- [What you have to do]:
All of the entries are to be returned word for word.

- [Dataset excerpts]:

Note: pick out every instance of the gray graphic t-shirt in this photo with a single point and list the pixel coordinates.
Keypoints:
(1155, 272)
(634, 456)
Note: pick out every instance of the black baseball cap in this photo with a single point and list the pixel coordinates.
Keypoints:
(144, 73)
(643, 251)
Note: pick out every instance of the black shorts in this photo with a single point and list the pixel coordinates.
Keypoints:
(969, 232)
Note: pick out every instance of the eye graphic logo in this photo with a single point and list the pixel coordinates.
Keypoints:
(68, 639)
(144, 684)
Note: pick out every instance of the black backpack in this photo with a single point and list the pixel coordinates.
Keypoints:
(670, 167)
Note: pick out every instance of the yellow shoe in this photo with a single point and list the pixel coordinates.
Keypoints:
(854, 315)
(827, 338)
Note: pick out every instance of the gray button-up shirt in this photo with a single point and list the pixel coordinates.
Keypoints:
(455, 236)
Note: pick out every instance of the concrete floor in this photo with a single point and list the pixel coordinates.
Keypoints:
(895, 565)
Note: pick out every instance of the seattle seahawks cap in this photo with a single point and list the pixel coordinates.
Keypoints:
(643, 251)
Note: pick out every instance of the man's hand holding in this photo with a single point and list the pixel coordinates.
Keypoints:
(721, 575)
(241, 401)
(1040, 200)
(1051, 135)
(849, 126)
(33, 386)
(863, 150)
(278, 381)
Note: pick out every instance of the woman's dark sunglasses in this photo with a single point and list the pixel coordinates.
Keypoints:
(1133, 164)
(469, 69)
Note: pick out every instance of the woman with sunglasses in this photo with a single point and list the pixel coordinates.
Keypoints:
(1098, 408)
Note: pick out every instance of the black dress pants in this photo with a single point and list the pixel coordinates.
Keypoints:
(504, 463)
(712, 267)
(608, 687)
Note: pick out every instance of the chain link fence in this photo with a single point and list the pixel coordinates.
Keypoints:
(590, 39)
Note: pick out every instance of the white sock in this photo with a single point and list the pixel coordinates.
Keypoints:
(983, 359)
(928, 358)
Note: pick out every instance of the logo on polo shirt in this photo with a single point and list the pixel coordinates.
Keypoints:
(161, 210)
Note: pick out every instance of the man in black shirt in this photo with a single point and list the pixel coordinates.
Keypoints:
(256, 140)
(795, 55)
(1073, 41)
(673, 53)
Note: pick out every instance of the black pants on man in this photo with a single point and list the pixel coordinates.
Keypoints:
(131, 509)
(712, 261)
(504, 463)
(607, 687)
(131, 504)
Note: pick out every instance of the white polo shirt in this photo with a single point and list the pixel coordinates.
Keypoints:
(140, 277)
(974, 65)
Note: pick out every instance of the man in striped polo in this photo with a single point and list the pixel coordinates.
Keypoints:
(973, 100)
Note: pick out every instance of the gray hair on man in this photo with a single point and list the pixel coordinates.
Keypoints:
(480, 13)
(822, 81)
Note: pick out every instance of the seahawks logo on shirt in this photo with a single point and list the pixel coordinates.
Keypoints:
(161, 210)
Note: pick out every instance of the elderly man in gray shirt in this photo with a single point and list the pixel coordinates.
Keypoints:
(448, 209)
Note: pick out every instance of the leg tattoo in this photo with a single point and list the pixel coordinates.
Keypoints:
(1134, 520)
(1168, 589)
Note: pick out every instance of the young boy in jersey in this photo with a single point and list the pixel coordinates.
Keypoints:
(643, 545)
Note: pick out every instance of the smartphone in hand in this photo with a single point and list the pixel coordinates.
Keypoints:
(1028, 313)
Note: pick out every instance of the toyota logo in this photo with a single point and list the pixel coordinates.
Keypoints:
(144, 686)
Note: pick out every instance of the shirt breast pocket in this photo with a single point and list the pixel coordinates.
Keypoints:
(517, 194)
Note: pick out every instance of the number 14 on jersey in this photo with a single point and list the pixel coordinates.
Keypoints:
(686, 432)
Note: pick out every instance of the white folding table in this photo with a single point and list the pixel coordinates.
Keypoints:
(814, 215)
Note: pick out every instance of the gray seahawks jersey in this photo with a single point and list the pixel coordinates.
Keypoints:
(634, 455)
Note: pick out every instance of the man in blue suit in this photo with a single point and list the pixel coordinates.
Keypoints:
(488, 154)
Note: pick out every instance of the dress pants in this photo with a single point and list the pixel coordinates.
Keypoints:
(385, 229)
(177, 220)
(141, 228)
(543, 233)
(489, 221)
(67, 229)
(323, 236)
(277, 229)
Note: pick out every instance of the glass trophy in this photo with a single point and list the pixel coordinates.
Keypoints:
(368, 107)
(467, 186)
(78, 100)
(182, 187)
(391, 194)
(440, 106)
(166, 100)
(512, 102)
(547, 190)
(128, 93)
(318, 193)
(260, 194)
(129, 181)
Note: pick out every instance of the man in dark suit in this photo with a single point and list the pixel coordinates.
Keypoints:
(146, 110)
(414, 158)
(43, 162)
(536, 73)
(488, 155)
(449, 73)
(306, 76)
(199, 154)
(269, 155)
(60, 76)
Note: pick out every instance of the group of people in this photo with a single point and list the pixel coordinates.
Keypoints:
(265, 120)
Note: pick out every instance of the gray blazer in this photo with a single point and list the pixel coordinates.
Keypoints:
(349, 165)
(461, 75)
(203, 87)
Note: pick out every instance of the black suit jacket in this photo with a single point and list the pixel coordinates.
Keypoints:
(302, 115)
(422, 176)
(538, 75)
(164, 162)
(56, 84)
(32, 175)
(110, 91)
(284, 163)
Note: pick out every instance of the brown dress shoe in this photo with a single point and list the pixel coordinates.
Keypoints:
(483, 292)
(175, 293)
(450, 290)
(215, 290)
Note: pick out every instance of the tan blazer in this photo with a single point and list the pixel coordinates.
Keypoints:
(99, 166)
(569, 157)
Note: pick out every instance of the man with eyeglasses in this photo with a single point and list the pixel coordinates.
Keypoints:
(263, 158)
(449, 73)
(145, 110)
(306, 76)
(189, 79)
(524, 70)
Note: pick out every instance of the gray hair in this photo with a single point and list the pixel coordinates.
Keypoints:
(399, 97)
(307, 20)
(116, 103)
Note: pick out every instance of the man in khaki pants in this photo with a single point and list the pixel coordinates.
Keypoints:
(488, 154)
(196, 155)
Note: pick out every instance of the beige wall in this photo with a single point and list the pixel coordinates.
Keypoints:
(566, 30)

- [Written answer]:
Note: pick out every instance of the gray graphic t-shirt in this photo with a single point and list the pixel coordinates.
Keypoints:
(1155, 272)
(634, 456)
Note: pick out every instance of the black baseball cap in this photo with a single point and list the pixel coordinates.
Keypoints:
(144, 73)
(643, 251)
Note: pick out every instance of the black shorts in this photo with a single point and list the pixel coordinates.
Keypoints:
(969, 232)
Note: pick out every instance of the eye graphic logo in this photo with a single point and list the pixel coordinates.
Keypoints:
(68, 639)
(144, 684)
Note: pick out every instance of the black backpack in this photo with a single point and list the pixel coordinates.
Keypoints:
(670, 167)
Note: pick out every instance of the yellow shoe in this photo with a single point and list the pixel coordinates.
Keypoints:
(854, 315)
(827, 338)
Note: pick out every instance of the gray button-up shirt in this photo with a single point and list the pixel coordinates.
Keypoints:
(455, 236)
Note: pick out every instance of the concrete floor in this photo with a single point and list the pixel coordinates.
Keypoints:
(895, 565)
Note: pick out every instance of the seattle seahawks cap in this photo with a single point and list the pixel coordinates.
Keypoints:
(643, 251)
Note: pick out every instance of the man's hand holding in this photo with a single point and list the pixel coordinates.
Keypoints:
(721, 575)
(241, 401)
(1040, 200)
(1051, 135)
(849, 126)
(33, 386)
(863, 150)
(278, 381)
Note: pick out every instance of the woman's dark sunglasses in this photo with a single point and list the pixel coordinates.
Keypoints:
(1133, 164)
(469, 69)
Note: pick out every instance of the woman with sunglasses in this photo with a single point and list the pixel coordinates.
Keypoints:
(1098, 408)
Note: pick out every instance of the black dress pants in this photo with a single point and list the pixel coordinates.
Keypoints:
(504, 463)
(712, 267)
(608, 687)
Note: pick out every instance of the chain link fence in this photo with a single point and list the pixel coordinates.
Keypoints:
(590, 39)
Note: pick out every instance of the white sock in this photo with a single point and list the pixel coordinates.
Keypoints:
(983, 359)
(928, 358)
Note: pick out every instance of the logo on polo shirt in this photo with a single point and list the pixel coordinates.
Keypoints:
(161, 210)
Note: pick out every instance of the man in black shirt in this photo with a single point and list the pixel coordinates.
Keypoints:
(256, 140)
(795, 55)
(1073, 41)
(673, 53)
Note: pick out every instance of the black pants on man in this photo with a single point and list the pixel coordinates.
Keypoints:
(131, 509)
(712, 261)
(504, 463)
(607, 687)
(131, 504)
Note: pick out every instance of the white polo shirt in this photo with a single point and list the pixel coordinates.
Keypoints:
(140, 277)
(974, 65)
Note: pick out every instance of the man in striped polo in this photo with a single point and list the pixel coordinates.
Keypoints:
(973, 100)
Note: pick out every instance of the gray hair on man in this photo with a single point and list the pixel coordinates.
Keypoints:
(480, 13)
(822, 81)
Note: pick out every instance of the seahawks logo on shirt in this photo with a single point and list the pixel coordinates.
Keypoints:
(161, 210)
Note: pick out every instance of the elderly man in gray shirt in this photo with a single point and list the pixel coordinates.
Keypoints:
(448, 209)
Note: pick out every instance of the leg tattoo in this photo with a single point and list the pixel coordinates.
Keypoints:
(1134, 520)
(1168, 589)
Note: pick out every instance of the young boy in jersey in this photo with a single point and list the pixel coordinates.
Keypoints:
(643, 545)
Note: pick out every instance of the smartphone in hand in this photo with a single point and list the pixel coordinates.
Keypoints:
(1028, 313)
Note: pick out every instance of the toyota logo in this photo with a single point and list the pixel coordinates.
Keypoints:
(144, 686)
Note: pick out every instance of the shirt breast pocket in this photo with a single point and list the pixel coordinates.
Keypoints:
(517, 194)
Note: pick out every instance of the number 14 on jersey in this photo with a single point and list the pixel coordinates.
Keypoints:
(686, 432)
Note: pick out every instance of the white folding table in this photo with a single point and list the pixel coordinates.
Keypoints:
(814, 215)
Note: pick out every instance of the gray seahawks jersey in this photo with a single point and list the pixel coordinates.
Keypoints:
(634, 455)
Note: pick out every instance of the man in blue suit in this photo with a single point and list the pixel coordinates.
Keypoints:
(488, 154)
Note: pick out every instance of the dress pants in this photo with a single point and list the pixel coordinates.
Keypoints:
(385, 229)
(177, 220)
(141, 228)
(543, 233)
(489, 221)
(67, 229)
(323, 236)
(277, 229)
Note: pick out every instance of the glass trophy in this photo with a single point and list the pixel coordinates.
Keypoints:
(368, 107)
(467, 186)
(78, 100)
(182, 187)
(391, 194)
(440, 106)
(166, 100)
(512, 102)
(547, 190)
(128, 93)
(318, 193)
(260, 194)
(129, 181)
Note: pick out every instance of the man in dark suit in this photo with a single point and list the pixel coordinates.
Keypoints:
(146, 110)
(414, 158)
(43, 162)
(536, 73)
(488, 155)
(449, 73)
(306, 76)
(199, 154)
(269, 155)
(60, 76)
Note: pick out every instance of the group of people in this photo with a single point and list the pixel coordinates.
Keypoints:
(265, 120)
Note: pick out every instance of the gray blazer in this photo with a single point and list the pixel coordinates.
Keypoints:
(349, 165)
(461, 75)
(203, 87)
Note: pick out every instance of the black suit jacket in this photo with a single point and list the pixel coordinates.
Keypoints:
(302, 115)
(422, 176)
(538, 75)
(164, 162)
(56, 84)
(32, 175)
(110, 91)
(284, 163)
Note: pick out every instance of the brown dress shoe in this photo with a single point and list the pixel coordinates.
Keypoints:
(483, 292)
(175, 293)
(450, 290)
(215, 290)
Note: pick out every instance of the tan blazer in this photo with a single point and list the pixel coordinates.
Keypoints:
(99, 166)
(569, 157)
Note: pick out every instance of the man with eyeglasses in this photo with a single point and list the pixel coordinates.
Keypoints:
(263, 158)
(449, 73)
(145, 110)
(306, 76)
(189, 79)
(524, 70)
Note: pick out every instance of the gray hair in this photo with a single point and list the pixel coordinates.
Keypoints:
(399, 97)
(307, 20)
(116, 103)
Note: pick out every instance of the man in khaki pants in this photo with a single point and list the pixel coordinates.
Keypoints:
(488, 154)
(196, 155)
Note: pick out every instance of the beige wall in this photo with a single point and list the pixel coordinates.
Keypoints:
(566, 30)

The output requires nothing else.